→ **Text to read**:

Obama-era envoy to HRC Keith Harper
Keith Harper, former US representative to the UN Human Rights Council, said Myanmar’s de facto leader Aung San Suu Kyi's image as a hero in front of human rights advocates and Western diplomats has spared her from being held responsible for the Rohingya crisis REUTERS/Denis Balibouse/file photo

At least 86 Rohingya Muslims have died since clashes began on 9 October, 2016 and approximately 66,000 people were forced to flee to Bangladesh. Allegations against the Myanmar government and soldiers surfaced after a military operation was reportedly launched to drive the Rohingyas out of Rakhine state. The army's action was believed to be the result of an attack on three security posts by nearly 250 armed men.

Although the forces have been rejecting the allegation, a UN human rights report said the security forces' action in the name of counterinsurgency "very likely" amounted to ethnic cleansing.

"Even accepting that Suu Kyi does not sufficiently control the military, she has utterly failed to utilise her considerable bully pulpit which would undoubtedly be impactful," he wrote.

→ **Stored rows**:
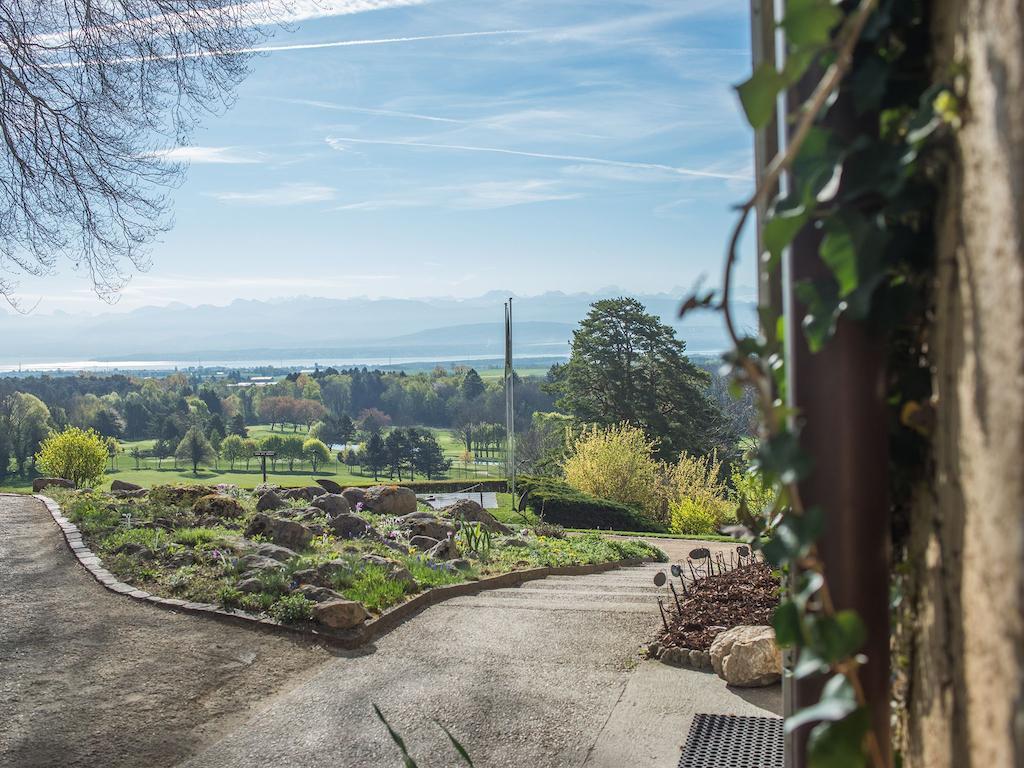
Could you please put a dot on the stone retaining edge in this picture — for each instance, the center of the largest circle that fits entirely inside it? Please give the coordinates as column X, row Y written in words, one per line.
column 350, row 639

--

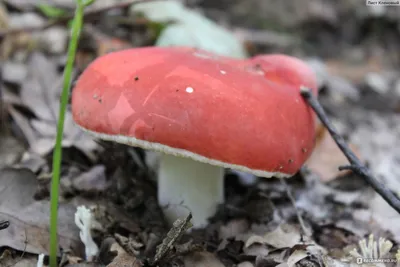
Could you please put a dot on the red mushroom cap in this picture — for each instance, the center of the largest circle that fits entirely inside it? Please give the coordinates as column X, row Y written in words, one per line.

→ **Goal A**: According to the Rohingya article, about how many people were forced to flee to Bangladesh?
→ **Goal B**: Extend the Rohingya article past its last sentence with a few more paragraphs.
The data has no connection to the Rohingya article.

→ **Exercise output A**: Approximately 66,000 people.

→ **Exercise output B**:
While many had hoped that the Nobel Peace Prize laureate would tackle the ongoing crisis when she took power last year, she was only happy to be lauded as a pro-democracy icon, Harper noted. He claimed Suu Kyi was not prepared to stand up for minority Muslims.

"Most importantly, in the face of such evident atrocities, the Human Rights Council must act with purpose, irrespective of who specifically is calling the shots in Burma (Myanmar) and how much Suu Kyi is personally to blame. The Council must do so because that is its very purpose – to shine a spotlight on grave human rights situations," he wrote.